### Task directions
Rewrite the records below, changing each occurrence of "thickest part" to "widest part" and leaving everything else as it is.

### Dataset entries
►

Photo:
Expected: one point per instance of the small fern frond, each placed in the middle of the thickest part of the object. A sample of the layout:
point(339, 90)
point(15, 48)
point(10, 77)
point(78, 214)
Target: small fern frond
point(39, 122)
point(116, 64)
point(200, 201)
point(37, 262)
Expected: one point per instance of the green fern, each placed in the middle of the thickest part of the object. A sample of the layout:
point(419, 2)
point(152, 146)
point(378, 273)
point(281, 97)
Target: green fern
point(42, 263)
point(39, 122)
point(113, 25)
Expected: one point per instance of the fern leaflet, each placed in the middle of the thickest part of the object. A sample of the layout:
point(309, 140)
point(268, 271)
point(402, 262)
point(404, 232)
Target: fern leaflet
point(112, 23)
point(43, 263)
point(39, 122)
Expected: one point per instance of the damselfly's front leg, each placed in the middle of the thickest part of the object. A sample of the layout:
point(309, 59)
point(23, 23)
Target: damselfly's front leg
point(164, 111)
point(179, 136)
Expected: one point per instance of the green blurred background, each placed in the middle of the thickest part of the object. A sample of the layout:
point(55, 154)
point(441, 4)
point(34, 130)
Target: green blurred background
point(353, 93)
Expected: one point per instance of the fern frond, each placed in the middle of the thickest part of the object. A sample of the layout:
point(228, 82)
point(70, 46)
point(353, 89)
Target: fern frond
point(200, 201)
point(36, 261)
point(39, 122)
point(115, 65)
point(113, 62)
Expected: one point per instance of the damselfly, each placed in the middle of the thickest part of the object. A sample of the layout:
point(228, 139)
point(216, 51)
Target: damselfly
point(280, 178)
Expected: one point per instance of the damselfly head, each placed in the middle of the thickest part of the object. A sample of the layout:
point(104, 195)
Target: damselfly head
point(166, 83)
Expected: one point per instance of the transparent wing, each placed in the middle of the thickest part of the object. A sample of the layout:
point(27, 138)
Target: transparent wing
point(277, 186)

◄

### Task answer
Photo:
Expected: one point per instance of the small fern frond, each placed in the middle of the widest part of the object. A sample of the layout:
point(339, 90)
point(15, 48)
point(10, 77)
point(78, 214)
Target: small fern frond
point(39, 122)
point(116, 64)
point(200, 201)
point(37, 262)
Expected: one point per instance of the green fern, each placed in the middle of the widest part of the object. A sample of the layout:
point(419, 2)
point(152, 146)
point(378, 273)
point(281, 97)
Target: green fern
point(42, 263)
point(39, 122)
point(113, 25)
Expected: one point per instance of the fern leaflet, each placed in the middle of the widest part of the object. A sample of the layout:
point(309, 140)
point(268, 271)
point(402, 262)
point(404, 232)
Target: fern leaflet
point(112, 23)
point(43, 263)
point(39, 122)
Expected: one point per instance of the damselfly's front leg, each placed in the middle of the widest part of the object. A sample of the layout:
point(309, 59)
point(23, 23)
Target: damselfly's front leg
point(164, 111)
point(179, 136)
Expected: one point per instance of the green blurred background, each placed in the middle of the widest part of the object. A sample of the layout:
point(55, 154)
point(441, 4)
point(34, 130)
Target: green blurred background
point(353, 93)
Expected: one point per instance of the fern frond, each placed in the middle of the widest part of the object. A sample of the layout:
point(228, 82)
point(70, 46)
point(353, 89)
Target: fern frond
point(200, 201)
point(36, 261)
point(39, 122)
point(115, 65)
point(113, 62)
Expected: one point per instance of the damselfly, each placed in the middle of the widest part of the object. A sample of the layout:
point(228, 139)
point(216, 51)
Target: damselfly
point(280, 178)
Expected: one point per instance of the damselfly head, each placed in the middle of the widest part of the object. A sample of the layout:
point(104, 195)
Target: damselfly head
point(166, 83)
Expected: one point per instance of the transparent wing, each placed in the middle of the widest part of the object. A sample of the layout:
point(27, 138)
Target: transparent wing
point(277, 186)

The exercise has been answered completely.